• **Selected text**:
In such an embodiment, the timing controlling part 140 generates
the gate clock signal CLK1 and the data clock signal CLK2 using the
clock signal CLK, outputs the gate clock signal CLK1 to the gate
driving part 120 and outputs the data clock signal CLK2 to the data
driving part 200. The gate start signal STV and the gate clock
signal CPV1 may be defined as a gate control signal, and the data
start signal STH and the data clock signal CPV2 may be defined as a
data control signal.
[0060] In an exemplary embodiment, the timing controlling part 140
further outputs the data load signal TP and the polarity control
signal POL to the data driving part 200.
[0061] In an exemplary embodiment, the voltage generating part 150
generates a gate on voltage VGON and a gate off voltage VGOFF, and
provides the gate on voltage VGON and the gate off voltage VGOFF to
the gate driving part 120. In such an embodiment, the voltage
generating part 150 generates a common voltage VCOM, and provides
the common voltage VCOM to the display panel 110. In such an
embodiment, the voltage generating part 150 generates an analog
voltage AVDD and a ground voltage GND, and provides the analog
voltage AVDD and the ground voltage GND to the data driving part
200.
[0062] The light source part 160 generates light L, and provides
the light L to the display panel 110. In one exemplary embodiment,
for example, the light source part 160 may include a light emitting
diode ("LED").

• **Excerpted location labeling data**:
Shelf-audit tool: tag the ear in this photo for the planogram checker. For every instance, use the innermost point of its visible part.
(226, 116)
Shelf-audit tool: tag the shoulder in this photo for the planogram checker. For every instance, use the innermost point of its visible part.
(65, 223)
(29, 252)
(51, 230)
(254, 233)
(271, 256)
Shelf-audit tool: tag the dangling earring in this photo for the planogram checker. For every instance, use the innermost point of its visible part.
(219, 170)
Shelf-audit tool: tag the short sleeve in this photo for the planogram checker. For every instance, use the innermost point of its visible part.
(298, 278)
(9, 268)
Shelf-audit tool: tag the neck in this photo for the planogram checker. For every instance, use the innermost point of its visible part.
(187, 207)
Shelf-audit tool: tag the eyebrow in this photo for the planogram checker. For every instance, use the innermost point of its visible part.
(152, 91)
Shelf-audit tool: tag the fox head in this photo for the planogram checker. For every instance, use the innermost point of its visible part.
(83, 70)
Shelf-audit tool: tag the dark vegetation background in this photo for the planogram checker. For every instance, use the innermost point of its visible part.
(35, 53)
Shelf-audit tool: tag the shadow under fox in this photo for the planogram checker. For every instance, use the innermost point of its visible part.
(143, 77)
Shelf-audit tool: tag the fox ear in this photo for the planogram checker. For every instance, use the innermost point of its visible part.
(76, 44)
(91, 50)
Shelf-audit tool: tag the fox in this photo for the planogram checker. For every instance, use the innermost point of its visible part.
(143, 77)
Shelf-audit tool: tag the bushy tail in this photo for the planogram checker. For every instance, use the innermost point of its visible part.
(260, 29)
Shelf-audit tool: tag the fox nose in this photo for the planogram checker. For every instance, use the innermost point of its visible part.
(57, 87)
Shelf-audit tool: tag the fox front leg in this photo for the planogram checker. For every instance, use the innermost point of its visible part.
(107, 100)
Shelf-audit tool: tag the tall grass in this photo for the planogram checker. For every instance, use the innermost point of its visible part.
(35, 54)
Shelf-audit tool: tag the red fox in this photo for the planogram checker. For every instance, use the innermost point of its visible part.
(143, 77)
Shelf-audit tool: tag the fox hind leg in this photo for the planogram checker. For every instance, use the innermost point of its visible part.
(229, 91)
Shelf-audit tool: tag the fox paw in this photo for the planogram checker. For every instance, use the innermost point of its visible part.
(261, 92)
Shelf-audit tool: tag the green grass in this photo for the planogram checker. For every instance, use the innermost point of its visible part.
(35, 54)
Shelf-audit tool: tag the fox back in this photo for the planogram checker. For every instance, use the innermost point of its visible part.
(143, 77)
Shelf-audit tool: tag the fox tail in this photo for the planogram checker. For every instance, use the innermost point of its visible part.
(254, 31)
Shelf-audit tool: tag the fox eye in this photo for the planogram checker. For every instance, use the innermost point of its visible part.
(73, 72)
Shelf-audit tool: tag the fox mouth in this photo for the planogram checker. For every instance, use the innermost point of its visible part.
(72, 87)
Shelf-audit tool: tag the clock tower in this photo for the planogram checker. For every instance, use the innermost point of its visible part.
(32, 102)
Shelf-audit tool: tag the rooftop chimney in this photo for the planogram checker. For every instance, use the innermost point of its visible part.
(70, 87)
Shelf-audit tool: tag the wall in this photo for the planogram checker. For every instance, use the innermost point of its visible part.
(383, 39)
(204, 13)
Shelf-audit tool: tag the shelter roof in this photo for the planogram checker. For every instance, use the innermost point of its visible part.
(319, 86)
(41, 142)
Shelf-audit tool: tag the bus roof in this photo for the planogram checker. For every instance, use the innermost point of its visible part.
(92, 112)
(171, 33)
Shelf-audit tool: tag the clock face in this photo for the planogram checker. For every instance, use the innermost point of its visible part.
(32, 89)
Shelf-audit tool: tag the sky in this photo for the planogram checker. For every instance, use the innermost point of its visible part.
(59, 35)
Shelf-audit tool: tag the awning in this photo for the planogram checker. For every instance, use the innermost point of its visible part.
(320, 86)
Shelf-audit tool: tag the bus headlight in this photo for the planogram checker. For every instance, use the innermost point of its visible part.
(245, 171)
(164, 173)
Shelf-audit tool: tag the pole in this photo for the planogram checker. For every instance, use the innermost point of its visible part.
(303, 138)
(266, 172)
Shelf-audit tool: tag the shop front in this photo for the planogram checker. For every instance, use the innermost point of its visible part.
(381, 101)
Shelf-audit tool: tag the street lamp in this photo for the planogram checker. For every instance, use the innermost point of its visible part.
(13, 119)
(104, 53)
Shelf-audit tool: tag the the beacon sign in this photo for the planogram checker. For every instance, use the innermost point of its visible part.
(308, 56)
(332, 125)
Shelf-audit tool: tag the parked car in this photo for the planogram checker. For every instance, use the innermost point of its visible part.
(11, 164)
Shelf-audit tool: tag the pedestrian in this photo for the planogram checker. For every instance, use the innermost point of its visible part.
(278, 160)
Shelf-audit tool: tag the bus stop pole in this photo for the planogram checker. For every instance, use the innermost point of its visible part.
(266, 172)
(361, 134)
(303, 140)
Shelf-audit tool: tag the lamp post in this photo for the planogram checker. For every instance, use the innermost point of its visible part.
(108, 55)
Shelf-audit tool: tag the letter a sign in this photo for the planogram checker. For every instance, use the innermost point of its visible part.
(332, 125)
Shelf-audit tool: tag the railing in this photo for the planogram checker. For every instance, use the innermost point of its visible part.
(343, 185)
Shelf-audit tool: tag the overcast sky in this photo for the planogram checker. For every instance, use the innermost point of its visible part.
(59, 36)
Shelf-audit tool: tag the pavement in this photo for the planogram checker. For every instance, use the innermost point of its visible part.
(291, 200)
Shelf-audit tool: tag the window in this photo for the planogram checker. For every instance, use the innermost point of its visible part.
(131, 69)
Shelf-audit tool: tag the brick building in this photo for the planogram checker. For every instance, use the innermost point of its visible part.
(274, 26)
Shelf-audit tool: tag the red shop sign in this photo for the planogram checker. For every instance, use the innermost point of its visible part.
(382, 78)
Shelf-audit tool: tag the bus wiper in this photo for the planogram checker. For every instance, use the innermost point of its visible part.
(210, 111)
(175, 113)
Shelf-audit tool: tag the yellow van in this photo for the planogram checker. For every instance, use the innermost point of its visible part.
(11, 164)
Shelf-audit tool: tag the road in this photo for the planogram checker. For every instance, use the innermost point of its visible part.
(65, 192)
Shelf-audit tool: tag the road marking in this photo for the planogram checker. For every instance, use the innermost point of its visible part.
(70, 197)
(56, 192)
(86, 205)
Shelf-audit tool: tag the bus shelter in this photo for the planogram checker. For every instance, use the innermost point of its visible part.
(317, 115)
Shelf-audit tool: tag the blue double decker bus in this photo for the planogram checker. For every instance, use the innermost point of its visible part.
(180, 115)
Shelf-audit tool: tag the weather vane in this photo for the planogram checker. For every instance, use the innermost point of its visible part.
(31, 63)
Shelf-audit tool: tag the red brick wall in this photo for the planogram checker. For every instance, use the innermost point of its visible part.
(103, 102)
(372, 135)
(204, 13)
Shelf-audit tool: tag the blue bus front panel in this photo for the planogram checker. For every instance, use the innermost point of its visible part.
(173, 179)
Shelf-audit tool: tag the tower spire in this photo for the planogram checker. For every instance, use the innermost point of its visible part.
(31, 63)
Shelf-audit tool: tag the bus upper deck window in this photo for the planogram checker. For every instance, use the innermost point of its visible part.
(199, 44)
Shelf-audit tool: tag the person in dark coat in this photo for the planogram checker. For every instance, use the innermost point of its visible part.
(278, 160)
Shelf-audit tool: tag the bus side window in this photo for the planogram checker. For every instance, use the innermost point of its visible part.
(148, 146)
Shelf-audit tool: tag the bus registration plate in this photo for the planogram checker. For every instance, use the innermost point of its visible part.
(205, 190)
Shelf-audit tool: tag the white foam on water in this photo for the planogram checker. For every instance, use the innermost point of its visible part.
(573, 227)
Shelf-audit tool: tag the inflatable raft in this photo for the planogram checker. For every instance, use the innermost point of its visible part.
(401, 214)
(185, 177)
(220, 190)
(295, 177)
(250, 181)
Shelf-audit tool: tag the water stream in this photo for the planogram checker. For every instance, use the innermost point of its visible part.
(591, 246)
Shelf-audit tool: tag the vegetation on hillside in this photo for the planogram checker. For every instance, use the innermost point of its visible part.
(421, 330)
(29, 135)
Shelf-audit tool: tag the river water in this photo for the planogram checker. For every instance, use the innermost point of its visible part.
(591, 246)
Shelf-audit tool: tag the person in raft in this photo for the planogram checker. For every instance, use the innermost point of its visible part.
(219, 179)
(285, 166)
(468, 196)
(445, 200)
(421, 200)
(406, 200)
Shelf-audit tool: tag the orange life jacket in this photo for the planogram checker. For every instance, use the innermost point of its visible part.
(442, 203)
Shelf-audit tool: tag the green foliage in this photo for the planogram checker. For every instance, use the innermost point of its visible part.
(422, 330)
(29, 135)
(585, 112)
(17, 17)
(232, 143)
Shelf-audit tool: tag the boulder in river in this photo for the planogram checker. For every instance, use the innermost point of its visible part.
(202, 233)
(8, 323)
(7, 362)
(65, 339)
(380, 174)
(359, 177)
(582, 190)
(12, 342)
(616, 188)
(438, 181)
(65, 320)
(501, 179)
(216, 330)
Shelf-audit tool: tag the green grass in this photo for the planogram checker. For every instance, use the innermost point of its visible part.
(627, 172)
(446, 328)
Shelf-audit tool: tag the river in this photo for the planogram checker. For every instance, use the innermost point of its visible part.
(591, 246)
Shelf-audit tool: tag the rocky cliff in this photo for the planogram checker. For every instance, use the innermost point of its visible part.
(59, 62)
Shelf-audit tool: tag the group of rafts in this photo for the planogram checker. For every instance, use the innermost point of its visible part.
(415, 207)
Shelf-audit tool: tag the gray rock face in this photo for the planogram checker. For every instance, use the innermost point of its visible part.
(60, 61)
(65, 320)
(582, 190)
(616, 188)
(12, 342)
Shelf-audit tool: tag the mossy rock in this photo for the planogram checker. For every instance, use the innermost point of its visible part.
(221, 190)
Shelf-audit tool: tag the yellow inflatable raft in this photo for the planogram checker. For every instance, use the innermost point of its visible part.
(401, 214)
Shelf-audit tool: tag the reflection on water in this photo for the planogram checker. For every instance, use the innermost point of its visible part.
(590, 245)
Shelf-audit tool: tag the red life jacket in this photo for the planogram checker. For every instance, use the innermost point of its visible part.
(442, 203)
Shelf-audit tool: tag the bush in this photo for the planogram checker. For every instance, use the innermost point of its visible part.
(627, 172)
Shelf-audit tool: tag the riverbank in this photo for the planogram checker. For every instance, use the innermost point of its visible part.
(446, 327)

• **Written request**:
Can you repeat the passage on display driving circuitry word for word, starting with "In such an embodiment, the timing" and going on through "data control signal."? The listing was taken from a separate source.

• **Reply**:
In such an embodiment, the timing controlling part 140 generates
the gate clock signal CLK1 and the data clock signal CLK2 using the
clock signal CLK, outputs the gate clock signal CLK1 to the gate
driving part 120 and outputs the data clock signal CLK2 to the data
driving part 200. The gate start signal STV and the gate clock
signal CPV1 may be defined as a gate control signal, and the data
start signal STH and the data clock signal CPV2 may be defined as a
data control signal.